Instructions to follow: Copy every line of the material from its start through the line holding "[155,731,204,787]", inclusive, shifting each bounding box coordinate up by 110 and leaving all other text unchanged. Leave the pictures out of your answer.

Given entries:
☆ ☆ ☆ ☆
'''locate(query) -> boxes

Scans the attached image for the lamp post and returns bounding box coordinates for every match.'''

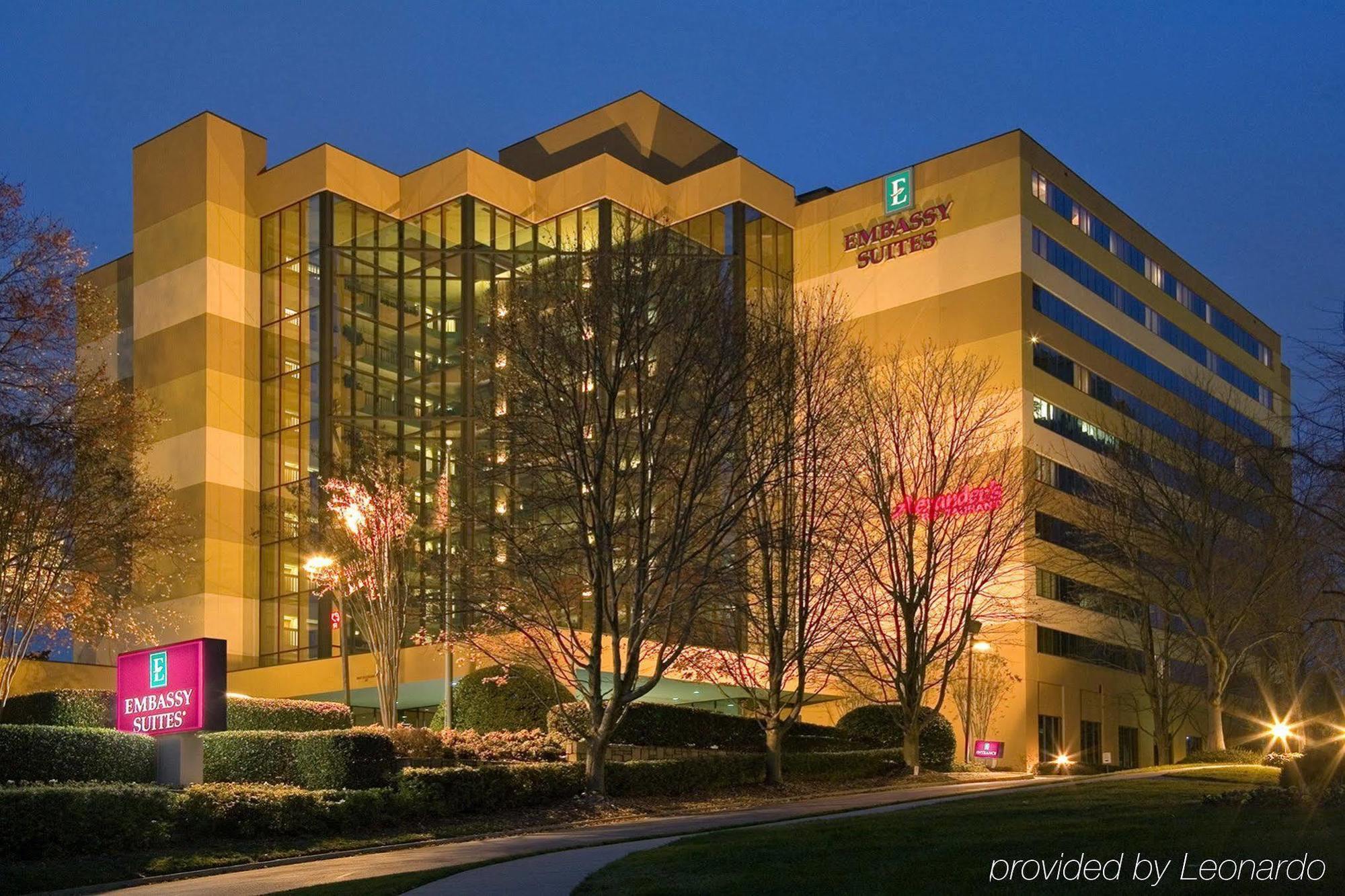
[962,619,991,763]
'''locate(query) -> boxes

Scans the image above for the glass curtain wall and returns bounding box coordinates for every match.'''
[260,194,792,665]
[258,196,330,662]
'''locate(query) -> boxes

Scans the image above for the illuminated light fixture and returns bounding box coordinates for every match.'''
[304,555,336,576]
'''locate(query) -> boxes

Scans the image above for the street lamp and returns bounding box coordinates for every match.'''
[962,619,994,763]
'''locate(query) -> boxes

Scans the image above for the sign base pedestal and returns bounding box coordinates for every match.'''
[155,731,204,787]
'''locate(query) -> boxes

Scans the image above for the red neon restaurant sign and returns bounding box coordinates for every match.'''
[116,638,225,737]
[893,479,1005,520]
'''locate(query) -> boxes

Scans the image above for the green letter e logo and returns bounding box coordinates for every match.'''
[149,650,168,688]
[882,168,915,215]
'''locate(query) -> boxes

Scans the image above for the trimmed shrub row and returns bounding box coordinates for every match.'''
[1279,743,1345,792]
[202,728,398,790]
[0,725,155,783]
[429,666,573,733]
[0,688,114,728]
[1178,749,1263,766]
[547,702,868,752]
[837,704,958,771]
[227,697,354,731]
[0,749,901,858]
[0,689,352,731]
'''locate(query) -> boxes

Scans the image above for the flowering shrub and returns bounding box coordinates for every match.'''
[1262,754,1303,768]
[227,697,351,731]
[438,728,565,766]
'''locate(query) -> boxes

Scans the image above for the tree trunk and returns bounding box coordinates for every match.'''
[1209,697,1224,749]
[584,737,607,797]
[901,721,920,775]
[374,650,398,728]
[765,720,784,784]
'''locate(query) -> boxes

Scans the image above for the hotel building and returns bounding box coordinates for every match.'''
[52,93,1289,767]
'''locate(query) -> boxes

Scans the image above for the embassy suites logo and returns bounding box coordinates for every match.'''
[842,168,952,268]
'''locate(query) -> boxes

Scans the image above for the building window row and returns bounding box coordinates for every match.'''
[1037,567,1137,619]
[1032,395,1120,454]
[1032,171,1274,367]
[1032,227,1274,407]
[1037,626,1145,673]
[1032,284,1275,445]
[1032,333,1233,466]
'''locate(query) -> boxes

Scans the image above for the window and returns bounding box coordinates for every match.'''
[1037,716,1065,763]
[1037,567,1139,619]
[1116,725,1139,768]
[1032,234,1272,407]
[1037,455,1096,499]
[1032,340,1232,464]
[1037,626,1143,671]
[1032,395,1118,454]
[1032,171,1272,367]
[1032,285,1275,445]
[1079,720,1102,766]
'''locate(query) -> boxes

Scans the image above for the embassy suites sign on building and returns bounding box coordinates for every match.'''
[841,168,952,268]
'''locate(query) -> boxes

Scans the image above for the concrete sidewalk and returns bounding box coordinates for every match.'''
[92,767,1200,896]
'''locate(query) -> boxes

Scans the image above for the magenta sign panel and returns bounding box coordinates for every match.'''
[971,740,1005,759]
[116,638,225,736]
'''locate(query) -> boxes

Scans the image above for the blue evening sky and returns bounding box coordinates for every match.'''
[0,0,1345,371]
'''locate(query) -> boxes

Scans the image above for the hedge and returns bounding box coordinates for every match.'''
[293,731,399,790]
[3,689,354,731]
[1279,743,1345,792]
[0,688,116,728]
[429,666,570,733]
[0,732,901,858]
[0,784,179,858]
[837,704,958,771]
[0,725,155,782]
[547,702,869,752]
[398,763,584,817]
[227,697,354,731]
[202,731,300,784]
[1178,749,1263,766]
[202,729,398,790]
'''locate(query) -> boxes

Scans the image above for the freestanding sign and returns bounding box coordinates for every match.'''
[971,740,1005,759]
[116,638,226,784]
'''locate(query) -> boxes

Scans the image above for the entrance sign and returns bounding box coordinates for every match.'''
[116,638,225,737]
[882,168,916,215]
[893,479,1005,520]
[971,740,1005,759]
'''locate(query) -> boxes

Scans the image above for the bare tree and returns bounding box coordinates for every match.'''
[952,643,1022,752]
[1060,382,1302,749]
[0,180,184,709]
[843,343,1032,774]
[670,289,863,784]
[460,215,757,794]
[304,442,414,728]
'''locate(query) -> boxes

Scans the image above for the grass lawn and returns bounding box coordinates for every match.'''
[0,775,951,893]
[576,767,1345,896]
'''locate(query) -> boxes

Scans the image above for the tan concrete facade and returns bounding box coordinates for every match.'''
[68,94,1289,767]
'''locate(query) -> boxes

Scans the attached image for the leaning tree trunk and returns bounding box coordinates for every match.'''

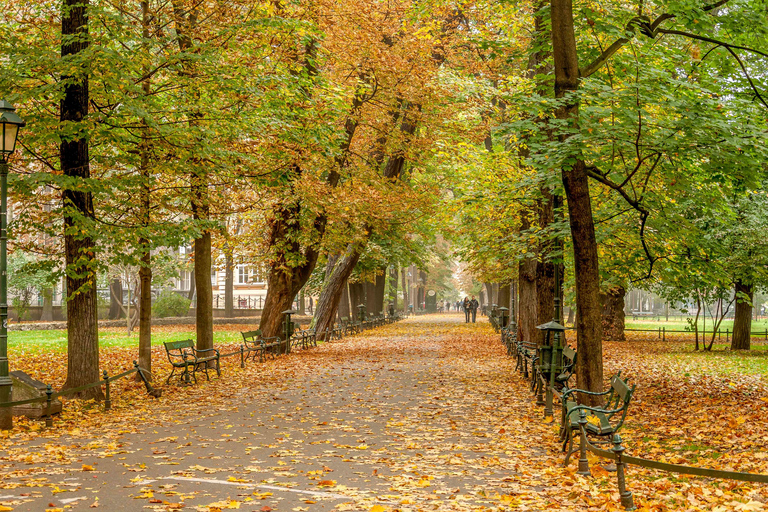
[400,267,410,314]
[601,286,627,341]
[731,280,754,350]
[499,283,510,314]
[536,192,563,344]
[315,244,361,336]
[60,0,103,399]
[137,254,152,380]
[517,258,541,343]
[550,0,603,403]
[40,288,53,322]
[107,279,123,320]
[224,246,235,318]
☆ ☆ ☆ ☆
Correct answer:
'''locate(query) -> boxes

Scans the attached image for the lamp post and returns bounding box coordinates for every match.'''

[1072,729,1101,873]
'''locate(query) -> boxes

Scans the image above for the glass curtain wall and returns bounding box coordinates for every match.'''
[370,304,902,775]
[368,306,440,772]
'''locate(query) -> boxes

Scans the image above for the illuminated light fixture and returns bounding box coordinates for every match.'''
[414,665,446,686]
'''locate(query) -> boxes

Scans the image above for the street lamp and returns bounding box coordinates for every match.'''
[1072,729,1104,873]
'''locate(query) -> boxes

Scans the image above for the sign base pedestal and returns bounding box coordinates for every match.'''
[265,841,314,897]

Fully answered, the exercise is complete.